[Excerpts of location labeling data]
◆ ◆ ◆

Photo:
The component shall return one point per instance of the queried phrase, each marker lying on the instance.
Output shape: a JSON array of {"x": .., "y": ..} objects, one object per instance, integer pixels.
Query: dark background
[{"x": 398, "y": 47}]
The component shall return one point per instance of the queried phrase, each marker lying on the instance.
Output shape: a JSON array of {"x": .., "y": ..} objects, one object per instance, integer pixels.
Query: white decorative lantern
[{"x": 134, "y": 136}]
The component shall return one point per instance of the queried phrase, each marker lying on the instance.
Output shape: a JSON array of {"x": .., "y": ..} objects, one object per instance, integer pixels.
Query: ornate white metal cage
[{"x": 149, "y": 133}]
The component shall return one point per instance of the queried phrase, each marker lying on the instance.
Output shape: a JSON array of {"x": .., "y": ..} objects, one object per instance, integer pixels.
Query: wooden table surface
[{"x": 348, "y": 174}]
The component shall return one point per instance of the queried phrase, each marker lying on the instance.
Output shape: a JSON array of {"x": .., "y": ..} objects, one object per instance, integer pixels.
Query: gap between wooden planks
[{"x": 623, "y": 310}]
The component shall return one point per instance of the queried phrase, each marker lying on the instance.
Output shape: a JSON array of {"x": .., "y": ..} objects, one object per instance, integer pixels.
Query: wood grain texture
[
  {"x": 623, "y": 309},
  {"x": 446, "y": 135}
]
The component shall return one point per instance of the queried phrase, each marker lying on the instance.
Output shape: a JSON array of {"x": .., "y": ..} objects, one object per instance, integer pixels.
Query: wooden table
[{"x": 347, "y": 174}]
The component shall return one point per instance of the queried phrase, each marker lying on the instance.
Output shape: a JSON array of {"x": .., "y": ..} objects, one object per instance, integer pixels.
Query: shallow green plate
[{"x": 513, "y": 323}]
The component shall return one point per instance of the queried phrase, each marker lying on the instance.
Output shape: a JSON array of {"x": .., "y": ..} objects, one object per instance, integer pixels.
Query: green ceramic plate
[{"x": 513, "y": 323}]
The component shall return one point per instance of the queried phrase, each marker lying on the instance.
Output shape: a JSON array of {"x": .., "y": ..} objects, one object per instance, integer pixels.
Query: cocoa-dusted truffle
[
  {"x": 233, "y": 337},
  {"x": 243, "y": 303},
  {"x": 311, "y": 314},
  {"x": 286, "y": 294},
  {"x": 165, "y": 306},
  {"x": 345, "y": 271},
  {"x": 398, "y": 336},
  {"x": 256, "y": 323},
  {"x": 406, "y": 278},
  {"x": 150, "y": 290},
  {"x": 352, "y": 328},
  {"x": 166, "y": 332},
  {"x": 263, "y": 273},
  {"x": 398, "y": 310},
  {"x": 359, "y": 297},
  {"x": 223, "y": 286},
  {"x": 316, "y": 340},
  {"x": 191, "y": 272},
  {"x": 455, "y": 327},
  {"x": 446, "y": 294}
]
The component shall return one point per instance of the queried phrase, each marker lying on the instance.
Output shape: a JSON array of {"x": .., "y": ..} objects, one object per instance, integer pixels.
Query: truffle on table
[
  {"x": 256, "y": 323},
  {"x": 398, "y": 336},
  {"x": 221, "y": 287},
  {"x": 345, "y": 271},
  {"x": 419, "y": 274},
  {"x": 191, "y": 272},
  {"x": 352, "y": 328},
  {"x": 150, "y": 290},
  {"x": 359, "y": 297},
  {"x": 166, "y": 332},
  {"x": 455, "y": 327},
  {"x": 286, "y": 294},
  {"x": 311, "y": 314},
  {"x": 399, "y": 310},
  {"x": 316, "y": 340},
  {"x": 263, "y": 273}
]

◆ ◆ ◆

**WHAT TO WORK ON:** Copy all of the data above word for word, changing nothing.

**FINAL RESULT:**
Photo:
The component shall return one point per instance of the queried phrase, each marker lying on the instance.
Output shape: a JSON array of {"x": .., "y": ..} objects, one object per instance, integer pixels.
Query: dark background
[{"x": 398, "y": 47}]
The component shall return one point per instance of the queried phrase, each marker lying on the instance.
Output shape: a JSON array of {"x": .., "y": ..} objects, one object per instance, integer pixels.
Query: white decorative lantern
[{"x": 134, "y": 136}]
The component shall return one point per instance of the queried phrase, each marker lying on the instance.
Output shape: a JSON array of {"x": .., "y": ..} objects, one object per instance, integer pixels.
Query: ornate white metal cage
[{"x": 149, "y": 133}]
The component shall return one point per instance of the queried phrase, each marker lying on the instance.
Output shape: a JSON array of {"x": .., "y": ..} objects, one object per instance, integer pixels.
Query: wooden table surface
[{"x": 348, "y": 174}]
The component shall return one point per instance of the queried phrase, each marker lying on the instance.
Output shape: a JSON array of {"x": .., "y": ..} objects, one object per instance, integer pixels.
Query: gap between wooden planks
[{"x": 623, "y": 310}]
The component shall return one point per instance of the queried phrase, each marker lying on the instance.
Output shape: a JSON array of {"x": .., "y": ..} objects, one object per instance, integer pixels.
Query: wood grain texture
[
  {"x": 623, "y": 309},
  {"x": 446, "y": 135}
]
The component shall return one point per instance of the queried phrase, each marker lying on the instance.
Output shape: a JSON array of {"x": .., "y": ..} objects, one object per instance, integer pixels.
Query: wooden table
[{"x": 347, "y": 174}]
The component shall return one point per instance of the queried phrase, each marker lying on the instance.
Output shape: a JSON array of {"x": .., "y": ..} objects, one object per instance, integer pixels.
Query: shallow green plate
[{"x": 513, "y": 323}]
The component shall return one point per instance of the queried phrase, each marker lying on the instance.
Output shape: a JSON array of {"x": .., "y": ..} objects, one object per instance, integer pixels.
Query: green ceramic plate
[{"x": 513, "y": 323}]
The component shall return one point per instance of the queried phrase, each marker lying on the instance.
Output shape: a JSON array of {"x": .., "y": ..} objects, one object per instance, integer pixels.
Query: cocoa-dusted truffle
[
  {"x": 233, "y": 337},
  {"x": 243, "y": 303},
  {"x": 311, "y": 314},
  {"x": 286, "y": 294},
  {"x": 165, "y": 306},
  {"x": 345, "y": 271},
  {"x": 398, "y": 336},
  {"x": 256, "y": 323},
  {"x": 406, "y": 278},
  {"x": 150, "y": 290},
  {"x": 352, "y": 328},
  {"x": 166, "y": 332},
  {"x": 263, "y": 273},
  {"x": 398, "y": 310},
  {"x": 359, "y": 297},
  {"x": 223, "y": 286},
  {"x": 316, "y": 340},
  {"x": 191, "y": 272},
  {"x": 455, "y": 327},
  {"x": 446, "y": 294}
]
The component shall return one point per instance of the queried phrase, each marker lying on the instance.
Output shape: a JSON array of {"x": .., "y": ..} objects, one object per instance, integer pixels.
Query: truffle on table
[
  {"x": 256, "y": 323},
  {"x": 398, "y": 336},
  {"x": 221, "y": 287},
  {"x": 345, "y": 271},
  {"x": 419, "y": 274},
  {"x": 191, "y": 272},
  {"x": 352, "y": 328},
  {"x": 150, "y": 290},
  {"x": 359, "y": 297},
  {"x": 166, "y": 332},
  {"x": 455, "y": 327},
  {"x": 286, "y": 294},
  {"x": 311, "y": 314},
  {"x": 399, "y": 310},
  {"x": 316, "y": 340},
  {"x": 263, "y": 273}
]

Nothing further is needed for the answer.